*** Data provided ***
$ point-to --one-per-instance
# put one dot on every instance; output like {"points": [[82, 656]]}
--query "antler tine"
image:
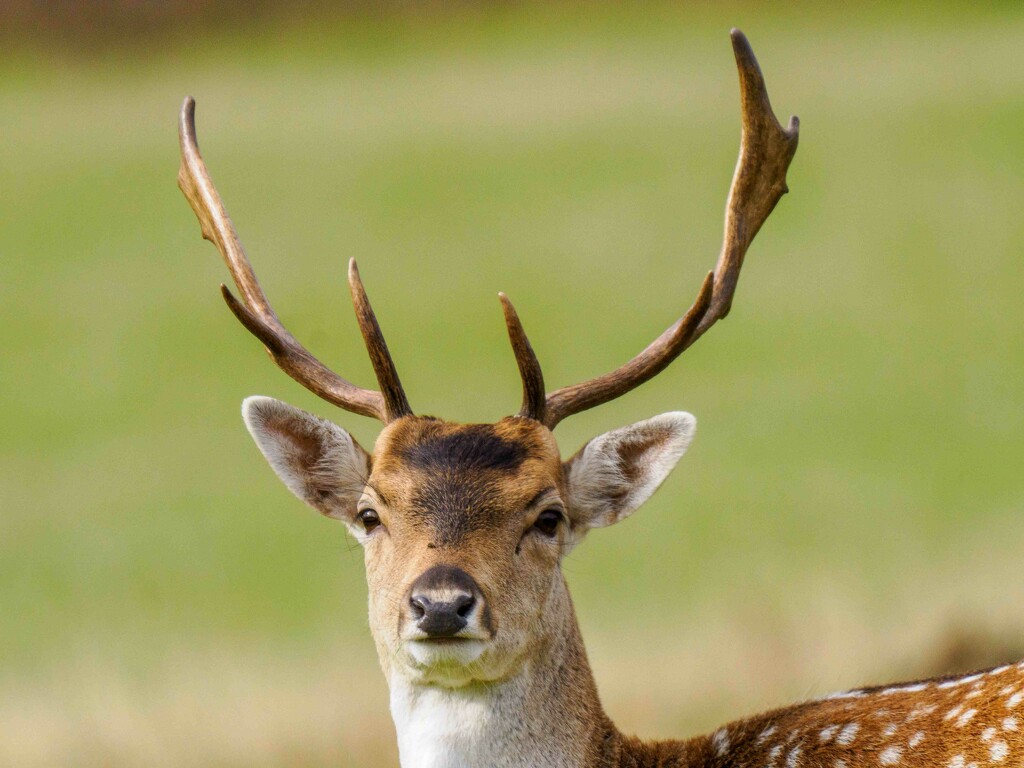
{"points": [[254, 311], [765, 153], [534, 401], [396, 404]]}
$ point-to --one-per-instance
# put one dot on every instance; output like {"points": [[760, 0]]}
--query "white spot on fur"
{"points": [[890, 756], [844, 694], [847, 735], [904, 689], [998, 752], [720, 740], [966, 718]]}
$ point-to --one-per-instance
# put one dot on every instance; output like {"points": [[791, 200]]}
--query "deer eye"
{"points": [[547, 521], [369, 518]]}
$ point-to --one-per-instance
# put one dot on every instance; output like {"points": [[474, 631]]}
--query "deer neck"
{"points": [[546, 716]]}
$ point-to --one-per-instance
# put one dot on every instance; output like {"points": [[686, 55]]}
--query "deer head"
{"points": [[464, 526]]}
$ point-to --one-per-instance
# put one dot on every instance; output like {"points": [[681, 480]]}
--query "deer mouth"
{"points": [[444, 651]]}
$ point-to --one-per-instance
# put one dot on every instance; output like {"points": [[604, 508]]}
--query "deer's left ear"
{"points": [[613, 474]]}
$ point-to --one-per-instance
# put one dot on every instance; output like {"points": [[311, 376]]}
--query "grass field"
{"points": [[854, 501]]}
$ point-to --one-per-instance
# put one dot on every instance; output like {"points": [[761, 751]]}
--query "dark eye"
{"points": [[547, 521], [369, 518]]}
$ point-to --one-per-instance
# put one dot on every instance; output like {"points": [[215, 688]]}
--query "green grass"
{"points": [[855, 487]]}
*** End of Data provided ***
Problem details:
Wherever a line of the data above contains "every", copy that line.

Problem solution:
# put one dot on every instance; output like {"points": [[82, 656]]}
# put one dot on every instance; output like {"points": [[760, 0]]}
# put one dot on every instance; output like {"points": [[791, 200]]}
# put one dot on every instance; output like {"points": [[474, 631]]}
# put one dot on every instance; output like {"points": [[686, 55]]}
# put one dot on every instance; output like {"points": [[681, 480]]}
# put one dot on every instance; output like {"points": [[604, 508]]}
# put one dot on every instance; output like {"points": [[311, 376]]}
# put one dot on every instance; output like {"points": [[761, 751]]}
# put one dot on every instance; output like {"points": [[215, 688]]}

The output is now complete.